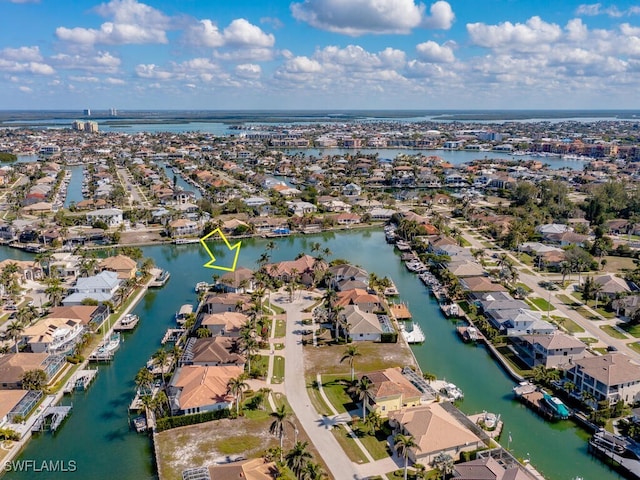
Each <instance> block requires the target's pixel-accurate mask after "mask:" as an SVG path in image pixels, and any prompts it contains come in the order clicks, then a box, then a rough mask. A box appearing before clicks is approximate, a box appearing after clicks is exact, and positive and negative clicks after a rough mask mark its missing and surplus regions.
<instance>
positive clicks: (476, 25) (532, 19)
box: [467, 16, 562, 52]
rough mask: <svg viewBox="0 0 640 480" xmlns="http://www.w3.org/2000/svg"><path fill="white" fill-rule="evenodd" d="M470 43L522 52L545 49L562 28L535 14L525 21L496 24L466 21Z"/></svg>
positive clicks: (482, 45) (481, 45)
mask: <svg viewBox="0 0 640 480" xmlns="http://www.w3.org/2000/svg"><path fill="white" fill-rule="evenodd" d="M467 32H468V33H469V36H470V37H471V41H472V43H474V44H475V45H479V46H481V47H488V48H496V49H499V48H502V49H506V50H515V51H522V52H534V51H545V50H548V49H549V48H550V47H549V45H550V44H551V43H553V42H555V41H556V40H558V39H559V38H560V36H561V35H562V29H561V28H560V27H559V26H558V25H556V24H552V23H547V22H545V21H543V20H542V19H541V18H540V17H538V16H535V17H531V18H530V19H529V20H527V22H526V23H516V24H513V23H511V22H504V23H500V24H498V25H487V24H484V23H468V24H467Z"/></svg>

-*-*-

HOW TO COMPLETE THIS TASK:
Every line from the top of the records above to the line with "rough mask: <svg", inclusive, should be duplicated exactly, minus the pictures.

TASK RESULT:
Each <instance> block requires the target's pixel-accurate mask after "mask:" as an SVG path in image pixels, and any prompts it contains come in the order clicks, then a box, then a rough mask. A box appearing before clicks is approximate, a box appearing after clicks is exact, and positive and negative clicks after a rough mask mark its missing and surplus regions.
<instance>
positive clicks: (476, 25) (532, 19)
box: [467, 16, 562, 52]
rough mask: <svg viewBox="0 0 640 480" xmlns="http://www.w3.org/2000/svg"><path fill="white" fill-rule="evenodd" d="M470 43L522 52L545 49L562 28L535 14L525 21L496 24L466 21Z"/></svg>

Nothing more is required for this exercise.